## What this task involves
Rewrite the stretch of records from the line containing "Goal: Detect the face" through the line containing "xmin=281 ymin=101 xmax=342 ymax=164" as a two-column CSV with the columns input and output, one row per record. Put its text in input and its answer in output, with each value in a single quoted field and line breaks replaced by spaces.

Items from a data source:
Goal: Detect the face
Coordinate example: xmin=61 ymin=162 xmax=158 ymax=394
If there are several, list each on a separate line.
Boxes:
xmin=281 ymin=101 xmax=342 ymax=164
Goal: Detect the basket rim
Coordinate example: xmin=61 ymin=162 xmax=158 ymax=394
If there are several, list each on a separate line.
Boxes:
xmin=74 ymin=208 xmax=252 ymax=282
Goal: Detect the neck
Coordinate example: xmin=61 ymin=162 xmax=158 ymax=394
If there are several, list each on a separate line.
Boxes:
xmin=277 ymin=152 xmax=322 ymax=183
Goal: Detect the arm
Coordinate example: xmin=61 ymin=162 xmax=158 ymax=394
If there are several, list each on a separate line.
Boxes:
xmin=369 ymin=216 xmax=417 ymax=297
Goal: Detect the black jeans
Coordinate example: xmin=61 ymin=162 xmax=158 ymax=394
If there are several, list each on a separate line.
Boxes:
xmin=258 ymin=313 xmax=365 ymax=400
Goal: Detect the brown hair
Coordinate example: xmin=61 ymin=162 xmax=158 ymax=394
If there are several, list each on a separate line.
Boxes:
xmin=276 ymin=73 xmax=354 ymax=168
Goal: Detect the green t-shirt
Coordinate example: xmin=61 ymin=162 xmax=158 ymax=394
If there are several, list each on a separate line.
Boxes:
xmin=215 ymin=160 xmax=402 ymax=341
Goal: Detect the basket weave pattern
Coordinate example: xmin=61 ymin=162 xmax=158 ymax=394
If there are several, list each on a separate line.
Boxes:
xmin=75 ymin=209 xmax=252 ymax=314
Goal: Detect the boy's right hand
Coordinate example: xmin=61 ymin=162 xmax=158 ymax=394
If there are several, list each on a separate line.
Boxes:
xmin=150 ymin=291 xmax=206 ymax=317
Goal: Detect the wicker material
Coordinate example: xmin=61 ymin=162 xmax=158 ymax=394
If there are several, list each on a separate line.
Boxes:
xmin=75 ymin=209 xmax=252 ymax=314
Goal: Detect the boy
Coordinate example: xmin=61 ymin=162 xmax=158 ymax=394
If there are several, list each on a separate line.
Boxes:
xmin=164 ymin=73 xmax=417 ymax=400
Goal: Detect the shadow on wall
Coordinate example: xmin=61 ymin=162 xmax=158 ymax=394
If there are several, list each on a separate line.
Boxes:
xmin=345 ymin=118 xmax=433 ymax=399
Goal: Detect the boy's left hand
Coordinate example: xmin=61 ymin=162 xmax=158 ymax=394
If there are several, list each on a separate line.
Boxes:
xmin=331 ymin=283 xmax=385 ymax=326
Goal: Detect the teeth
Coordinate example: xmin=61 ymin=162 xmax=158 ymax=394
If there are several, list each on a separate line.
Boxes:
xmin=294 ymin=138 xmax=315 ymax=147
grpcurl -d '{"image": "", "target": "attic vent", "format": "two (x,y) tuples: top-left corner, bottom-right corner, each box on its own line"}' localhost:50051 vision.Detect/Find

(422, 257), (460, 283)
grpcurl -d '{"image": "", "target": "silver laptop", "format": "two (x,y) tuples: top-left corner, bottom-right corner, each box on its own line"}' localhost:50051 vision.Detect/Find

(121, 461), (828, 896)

...

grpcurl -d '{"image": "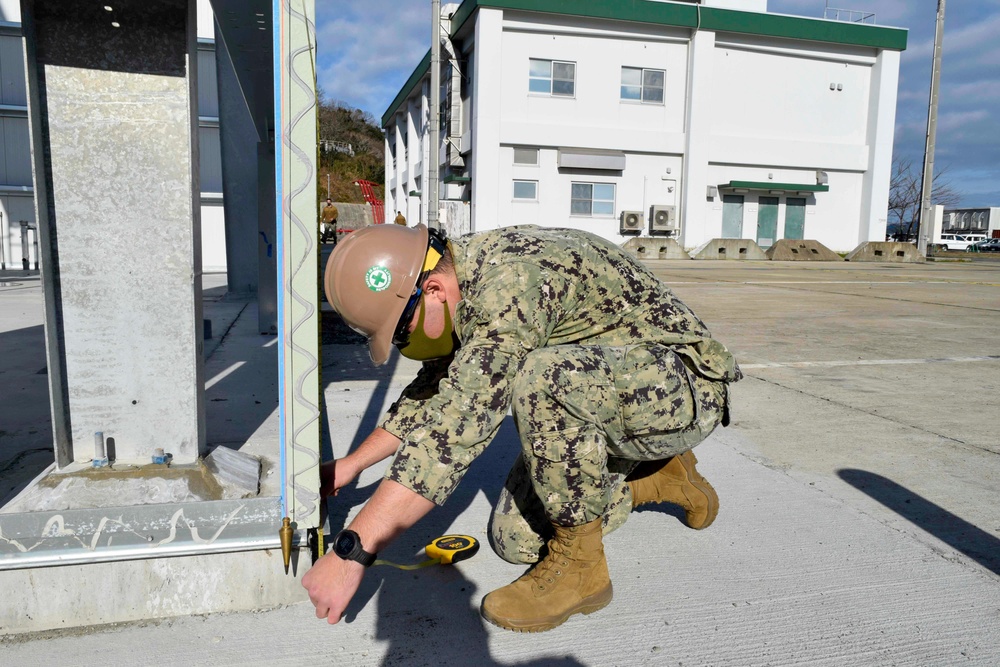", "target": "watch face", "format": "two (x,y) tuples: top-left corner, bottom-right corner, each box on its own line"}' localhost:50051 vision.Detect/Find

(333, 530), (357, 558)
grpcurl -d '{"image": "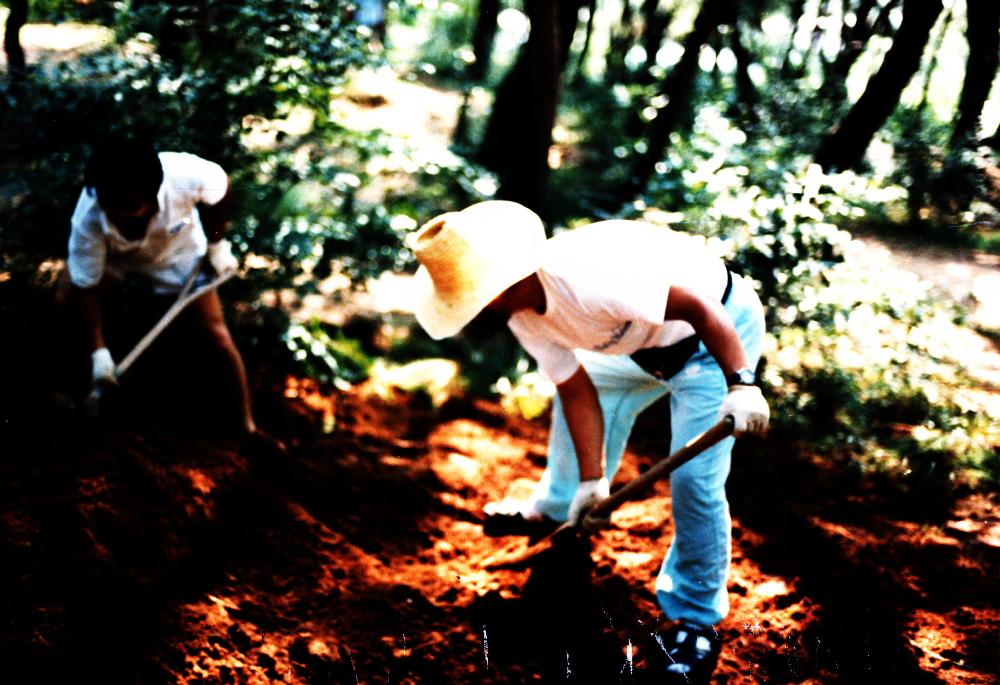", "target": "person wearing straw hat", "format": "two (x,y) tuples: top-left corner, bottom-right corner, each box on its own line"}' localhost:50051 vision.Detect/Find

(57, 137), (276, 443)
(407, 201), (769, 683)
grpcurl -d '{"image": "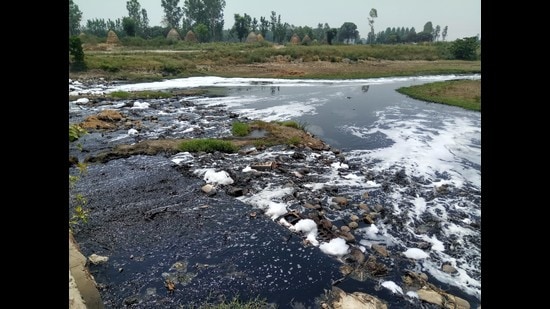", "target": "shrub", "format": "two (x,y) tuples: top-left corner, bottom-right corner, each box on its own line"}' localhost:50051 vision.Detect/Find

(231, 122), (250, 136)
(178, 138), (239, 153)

## Right answer
input,output
"Goal: Detect the face Coordinate example: xmin=61 ymin=162 xmax=158 ymax=394 If there are several, list each on a separate line. Boxes:","xmin=281 ymin=101 xmax=342 ymax=164"